### Input rows
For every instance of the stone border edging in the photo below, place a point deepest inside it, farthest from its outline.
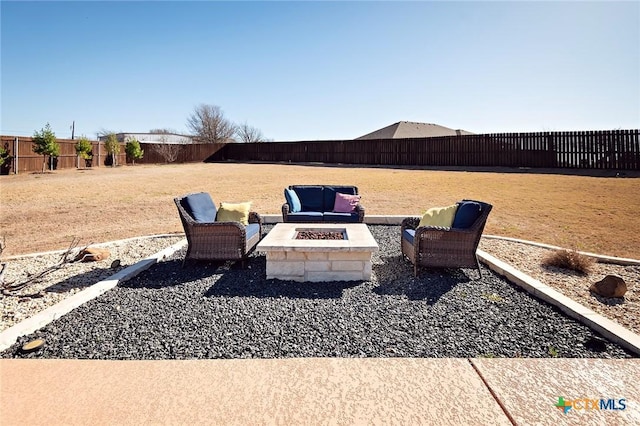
(599, 257)
(608, 328)
(9, 336)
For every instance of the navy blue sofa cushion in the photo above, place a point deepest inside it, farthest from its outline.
(330, 195)
(293, 200)
(252, 229)
(466, 215)
(201, 207)
(305, 217)
(310, 198)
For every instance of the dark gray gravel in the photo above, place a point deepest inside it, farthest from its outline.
(219, 311)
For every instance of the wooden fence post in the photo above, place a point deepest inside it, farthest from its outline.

### Job
Can you scale everything from the line containing "For every instance of the navy" down to the last line above, giving those lines again with their requests included and every point coordinate multiplied by 2.45, then rounded to a whole number with halves going up?

### Expected answer
For every instance of the navy blue sofa cushion in the photo above, place a point deepest inside it, farthest from its outline.
(809, 478)
(718, 490)
(617, 561)
(1142, 527)
(492, 507)
(747, 532)
(760, 485)
For every instance of the dark gray gravel in the photo above, place a point deepest inside it, farthest from its outline.
(537, 762)
For every instance of the wooden fence post in the photo above, place a point deepest inside it, farthest from its outline.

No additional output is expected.